● WRITTEN REQUEST:
Below are records to repeat exactly. Omit the pictures from the copy.

──────── THE DATA

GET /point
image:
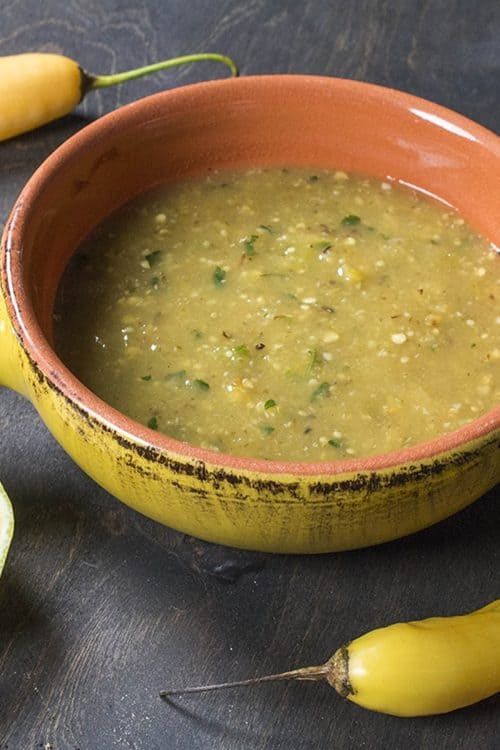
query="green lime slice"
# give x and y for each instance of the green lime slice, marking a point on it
(6, 525)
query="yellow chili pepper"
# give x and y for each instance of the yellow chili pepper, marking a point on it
(409, 669)
(36, 88)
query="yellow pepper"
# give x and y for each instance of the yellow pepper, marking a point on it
(36, 88)
(422, 668)
(409, 669)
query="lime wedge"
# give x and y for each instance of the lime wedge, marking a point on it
(6, 525)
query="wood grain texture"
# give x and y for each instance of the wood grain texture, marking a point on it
(100, 608)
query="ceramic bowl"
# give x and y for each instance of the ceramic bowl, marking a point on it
(268, 120)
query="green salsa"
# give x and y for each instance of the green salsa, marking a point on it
(286, 314)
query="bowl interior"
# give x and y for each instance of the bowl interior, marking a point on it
(275, 120)
(270, 120)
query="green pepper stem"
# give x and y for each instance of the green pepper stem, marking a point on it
(100, 82)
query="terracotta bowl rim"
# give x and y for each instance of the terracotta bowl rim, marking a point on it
(45, 361)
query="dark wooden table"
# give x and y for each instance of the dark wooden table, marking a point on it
(99, 607)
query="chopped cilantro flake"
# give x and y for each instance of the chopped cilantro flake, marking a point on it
(350, 220)
(266, 429)
(219, 276)
(249, 245)
(153, 423)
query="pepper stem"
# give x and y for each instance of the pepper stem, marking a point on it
(305, 673)
(100, 82)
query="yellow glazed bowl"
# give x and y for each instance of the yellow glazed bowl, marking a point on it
(268, 120)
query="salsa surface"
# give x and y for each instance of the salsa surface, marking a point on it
(286, 314)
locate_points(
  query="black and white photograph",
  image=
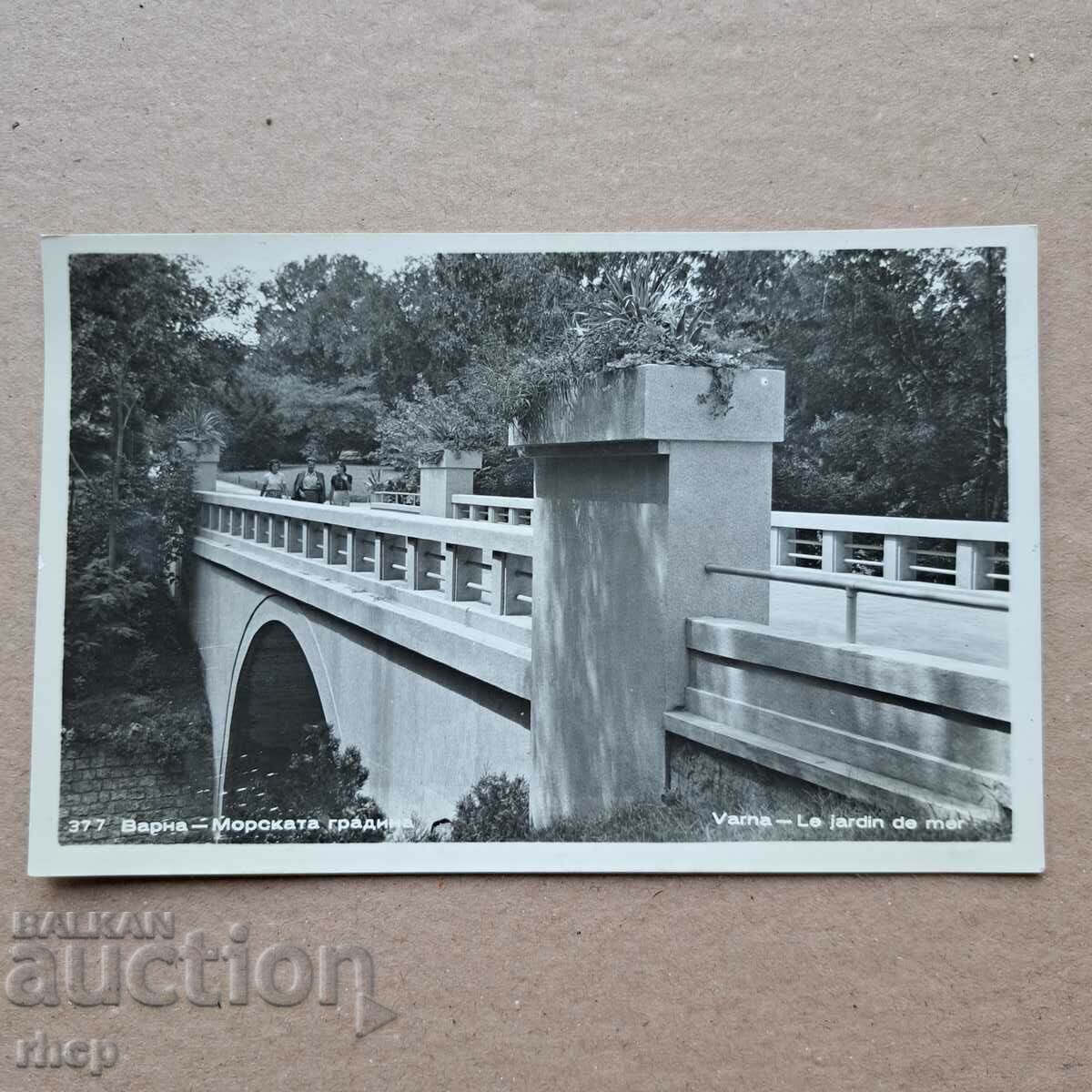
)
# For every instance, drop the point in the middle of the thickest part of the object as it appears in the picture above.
(691, 551)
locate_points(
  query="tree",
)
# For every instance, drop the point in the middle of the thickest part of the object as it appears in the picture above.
(140, 349)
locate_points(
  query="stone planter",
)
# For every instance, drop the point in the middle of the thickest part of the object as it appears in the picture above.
(659, 402)
(206, 460)
(638, 486)
(440, 481)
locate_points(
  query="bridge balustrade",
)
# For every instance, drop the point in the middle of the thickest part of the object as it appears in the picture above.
(483, 562)
(971, 555)
(517, 511)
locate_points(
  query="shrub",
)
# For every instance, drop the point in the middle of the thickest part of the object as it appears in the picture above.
(496, 809)
(317, 779)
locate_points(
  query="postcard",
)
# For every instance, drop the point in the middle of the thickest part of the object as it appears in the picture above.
(659, 551)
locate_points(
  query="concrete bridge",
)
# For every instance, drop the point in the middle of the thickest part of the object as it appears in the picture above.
(579, 640)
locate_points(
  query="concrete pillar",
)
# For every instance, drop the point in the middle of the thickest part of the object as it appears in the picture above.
(440, 483)
(638, 487)
(206, 464)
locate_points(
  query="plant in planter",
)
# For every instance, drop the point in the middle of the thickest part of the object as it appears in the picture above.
(648, 314)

────────────────

● SOLUTION TO THIS TASK:
GET /point
image:
query="green lime slice"
# give x and y for each instance of the green lime slice, marking a point on it
(6, 525)
query="yellow chili pepper"
# give x and y for each instance of the yellow chili pepper, marking a point on it
(409, 669)
(36, 88)
query="yellow pepper"
# give x and y for each instance of the yellow pepper, marking a point on it
(36, 88)
(422, 668)
(409, 669)
query="lime wedge"
# give x and y for each instance of the lime wedge, marking a point on it
(6, 525)
query="wood grain texture"
# give x and y for each instance of the wood grain texture, marking a point on it
(100, 608)
query="ceramic bowl"
# give x and y for each instance of the ceramic bowl, marking a point on it
(268, 120)
query="green salsa"
# give x and y for each instance of the green salsa, marking a point on it
(286, 314)
query="bowl interior"
# give x and y for each instance of the bowl interior, marking a point on it
(275, 120)
(270, 120)
query="green pepper stem"
# give x and y for each instance of the green pepper stem, marking a point on it
(100, 82)
query="terracotta bowl rim"
# give x and y for each instance of the terracotta bowl rim, marking a point on it
(45, 361)
query="dark wooden table"
# give x and y for each instance of the dark wooden table, marking a point on it
(99, 607)
query="chopped cilantro flake"
# give x and y for each instance of the chopped cilantro flake, marking a point on it
(350, 220)
(266, 429)
(219, 276)
(249, 245)
(153, 423)
query="pepper stem"
# give x and y for each instance of the pepper stem, marking a point on it
(305, 673)
(100, 82)
query="yellow glazed bowl"
# give x and y for each instance of the yellow glazed bowl, marking a point on it
(268, 120)
query="salsa surface"
# give x and y for each instance of the salsa surface, marking a point on it
(286, 314)
locate_points(
  query="black and white photograph",
  image=
)
# For every instance, drop the point in the middle of the thickest part of the object as it appears in the picture above.
(691, 551)
locate_points(
  query="tree",
)
# For every instance, drop the point in the middle of the thickest part of the object as it appears in the picture above.
(140, 349)
locate_points(
  query="stone planter",
)
# For every instance, drop the point in the middle of the thickest part of the object as it appears in the picture above.
(659, 402)
(206, 460)
(638, 486)
(440, 481)
locate_points(
  query="bridge balustrade",
)
# For every instance, drop the point in the middle of the thickest part of the object as it appears in the picture above.
(483, 562)
(971, 555)
(517, 511)
locate_points(
  query="shrub",
)
# For every instance, drop the point in the middle of the thickest part of the object as it appears in the picture above.
(496, 809)
(317, 779)
locate_points(
  query="postcard",
)
# For every instance, drop the point in the middle of the thickest part of the object as it appears in the picture above.
(659, 551)
locate_points(
  query="concrete bridge",
)
# For every instance, drop the point in the middle of the thickest part of the object as it appears in the picture above.
(579, 640)
locate_points(
  query="concrete pillar",
)
# For every instance, drop the point in the middle of the thickest part of the object as it appears in the picture above.
(440, 483)
(638, 487)
(206, 464)
locate_points(
  query="plant in planter",
)
# For every instance, drop the point in the middle of the thickest part of the object as it appears in the picture above.
(648, 314)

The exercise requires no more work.